To do:
I would like the records restated word for word, without the pictures.

The data:
<<<<

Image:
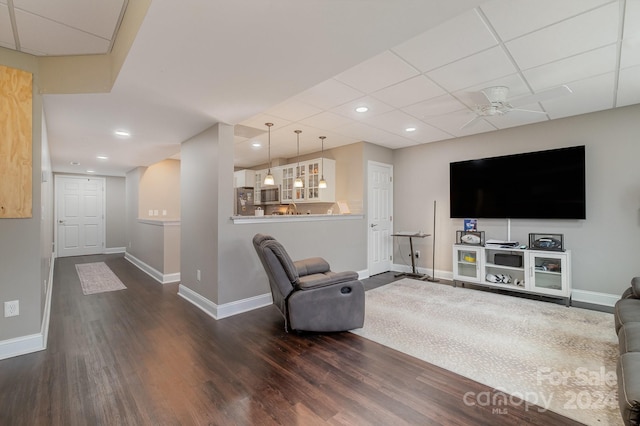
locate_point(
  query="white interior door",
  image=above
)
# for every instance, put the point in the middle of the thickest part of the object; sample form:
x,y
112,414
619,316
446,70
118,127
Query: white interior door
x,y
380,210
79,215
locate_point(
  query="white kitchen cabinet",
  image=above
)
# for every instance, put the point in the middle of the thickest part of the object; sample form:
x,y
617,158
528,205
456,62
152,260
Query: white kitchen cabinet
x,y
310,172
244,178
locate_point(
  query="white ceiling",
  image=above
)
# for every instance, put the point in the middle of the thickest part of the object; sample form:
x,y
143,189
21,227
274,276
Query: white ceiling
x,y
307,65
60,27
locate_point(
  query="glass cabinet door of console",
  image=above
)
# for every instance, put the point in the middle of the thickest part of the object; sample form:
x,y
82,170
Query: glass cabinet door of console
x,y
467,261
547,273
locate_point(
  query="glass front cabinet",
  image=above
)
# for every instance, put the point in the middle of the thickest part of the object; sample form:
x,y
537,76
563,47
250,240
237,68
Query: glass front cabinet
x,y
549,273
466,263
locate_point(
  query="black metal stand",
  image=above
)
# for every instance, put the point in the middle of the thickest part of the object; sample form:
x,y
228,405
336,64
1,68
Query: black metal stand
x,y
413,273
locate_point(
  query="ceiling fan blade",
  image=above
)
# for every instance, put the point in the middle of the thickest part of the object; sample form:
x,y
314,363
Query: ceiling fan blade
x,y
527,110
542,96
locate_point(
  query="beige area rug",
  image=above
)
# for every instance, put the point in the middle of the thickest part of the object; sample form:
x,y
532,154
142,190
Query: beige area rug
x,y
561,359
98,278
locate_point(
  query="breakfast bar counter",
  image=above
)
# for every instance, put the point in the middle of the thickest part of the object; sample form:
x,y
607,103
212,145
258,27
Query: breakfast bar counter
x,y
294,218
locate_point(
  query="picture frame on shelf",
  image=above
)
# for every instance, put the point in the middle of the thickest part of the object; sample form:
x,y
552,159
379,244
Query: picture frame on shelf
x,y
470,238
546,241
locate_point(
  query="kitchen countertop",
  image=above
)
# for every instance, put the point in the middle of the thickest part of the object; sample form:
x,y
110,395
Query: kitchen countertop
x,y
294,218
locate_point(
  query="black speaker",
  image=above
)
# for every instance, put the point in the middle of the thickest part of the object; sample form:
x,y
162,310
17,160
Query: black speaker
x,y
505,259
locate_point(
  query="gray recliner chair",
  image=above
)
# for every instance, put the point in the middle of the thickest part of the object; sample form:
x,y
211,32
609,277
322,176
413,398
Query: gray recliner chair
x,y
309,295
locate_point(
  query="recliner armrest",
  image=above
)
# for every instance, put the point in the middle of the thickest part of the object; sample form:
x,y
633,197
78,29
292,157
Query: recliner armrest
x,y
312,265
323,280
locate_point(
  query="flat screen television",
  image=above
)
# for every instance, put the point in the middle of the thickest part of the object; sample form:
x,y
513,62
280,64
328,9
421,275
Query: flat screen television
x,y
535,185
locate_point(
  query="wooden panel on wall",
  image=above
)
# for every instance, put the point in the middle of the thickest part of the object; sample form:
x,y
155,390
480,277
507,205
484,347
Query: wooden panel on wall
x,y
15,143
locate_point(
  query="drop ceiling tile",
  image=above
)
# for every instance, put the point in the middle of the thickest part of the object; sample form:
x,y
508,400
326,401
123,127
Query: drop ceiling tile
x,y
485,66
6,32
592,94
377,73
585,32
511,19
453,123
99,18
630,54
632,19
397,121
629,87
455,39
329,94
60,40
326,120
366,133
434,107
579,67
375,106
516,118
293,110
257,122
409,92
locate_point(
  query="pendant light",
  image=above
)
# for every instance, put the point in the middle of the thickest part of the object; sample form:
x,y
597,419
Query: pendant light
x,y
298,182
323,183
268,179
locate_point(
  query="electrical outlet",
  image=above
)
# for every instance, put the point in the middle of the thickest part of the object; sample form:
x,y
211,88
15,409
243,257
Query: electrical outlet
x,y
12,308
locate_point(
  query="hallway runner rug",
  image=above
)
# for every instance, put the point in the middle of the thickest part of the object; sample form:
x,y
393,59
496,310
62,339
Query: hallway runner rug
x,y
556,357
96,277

>>>>

Answer for the task:
Image:
locate_point(
  query="white interior door",
  image=above
)
# for every instance, put the point in the middle of the thickest part of the object; sample form:
x,y
112,414
619,316
446,70
118,127
Query: white interior door
x,y
380,210
79,215
locate_point(
  query="white kitchen cabinet",
  image=above
)
# for every instance, put the point in the middle of the thickest part of the object; sample form:
x,y
617,158
528,205
456,62
152,260
Query: white kitchen cabinet
x,y
310,172
244,178
locate_point(
  query="white ceiling",
  image=above
)
# for every instance, put the point in the middle of the thickest part of the object; sample form:
x,y
143,189
21,227
274,276
Query: white ceiling
x,y
307,65
60,27
locate_point(
  query="glass cabinet door of console",
  image=above
)
# for every instance, put the point in the middle of the thickest part of the object; sample form:
x,y
82,170
Query: glass cabinet door of console
x,y
467,261
547,273
locate_point(
  query="glass front cabinet",
  image=above
)
# for every instance, put the point in the middle of the thickest part of the object; sample form:
x,y
537,76
563,47
250,240
237,68
Query: glass front cabinet
x,y
549,273
466,263
locate_point(
  query="black metal stand",
  image=above
)
# for every instance, put the point in the middle of the thickest part of the object; sample form:
x,y
228,405
336,64
1,68
Query: black metal stand
x,y
413,273
locate_point(
  query="ceiling fan blade",
  image=above
)
# for every instance, put the point in the middle of the thickest part of the object; sample form:
x,y
314,363
Query: ceiling fan blade
x,y
527,110
542,96
locate_point(
  query="beige area rug",
  image=above
)
# for every instance, put the point in the middle of the thickest part of the object; sample form:
x,y
532,154
142,190
Query: beige area rug
x,y
561,359
98,278
locate_point(
  query="breakfast bar counter",
  image=above
)
# for every instance, put the point in the middle of the thickest part of the object; sample form:
x,y
607,103
212,145
258,27
Query: breakfast bar counter
x,y
294,218
locate_point(
  query="picture frame on shelf",
  image=above
)
# for every instance, put the point in the middle of the thickest part of the object; sample form:
x,y
552,159
379,244
Query: picture frame on shelf
x,y
470,238
546,241
locate_point(
  query="kitchen countertop",
  image=above
)
# for every instance, put the point in the middle of the thickest part of the object; sample form:
x,y
110,395
Query: kitchen countertop
x,y
294,218
locate_point(
  query="black speaker",
  image=above
)
# for every instance, put the point in the middle of the thickest part of the object; sample form:
x,y
162,310
17,160
Query: black speaker
x,y
505,259
locate_point(
  query="gray recliner chair",
  image=above
)
# for every instance, put the point in the middle of the thickest part of the object; sample form:
x,y
211,32
609,277
322,176
413,398
Query: gray recliner chair
x,y
309,295
locate_point(
  query="recliner armrest",
  image=above
)
# for every instance, put the point in the middle of the thickest part of the object; sample form:
x,y
633,197
78,29
292,157
Query: recliner armrest
x,y
312,265
323,280
locate_point(
  query="flat screen television",
  image=above
)
# for every instance, put the point in the middle of the thickest part of the object; sample form:
x,y
513,62
280,64
328,9
421,275
Query: flat screen television
x,y
535,185
locate_point(
  query="wooden panel on wall",
  image=above
)
# for every instance, put the point in the middle of the thickest part of the object; sample form:
x,y
155,390
480,277
507,205
484,347
Query: wooden panel on wall
x,y
15,143
locate_point(
  query="drop ceiling tile",
  image=above
)
# for every instance, put the point in the middle of the thickest part of the object; sample form:
x,y
508,400
326,401
123,127
Query: drop ceiling tile
x,y
485,66
6,32
592,94
377,73
585,32
511,19
453,123
99,18
630,54
632,19
397,121
629,87
455,39
329,94
60,40
326,120
366,133
434,107
579,67
375,106
516,118
293,110
257,122
409,92
locate_point(
  query="pendant light",
  image=above
)
# for every instance, put the point in the middle of the thickest part of the object; sample form:
x,y
597,419
Query: pendant light
x,y
298,182
323,183
268,179
locate_point(
  query="electrical outlet",
  image=above
)
# for every instance, put the point in the middle of the thickest part of the object; sample form:
x,y
211,88
15,409
243,257
Query: electrical outlet
x,y
12,308
locate_point(
  query="hallway runner rug",
  image=above
)
# for every instance, put the point in the middle of the thickest part of the object; sample form:
x,y
393,59
496,310
62,339
Query: hallway runner rug
x,y
556,357
96,277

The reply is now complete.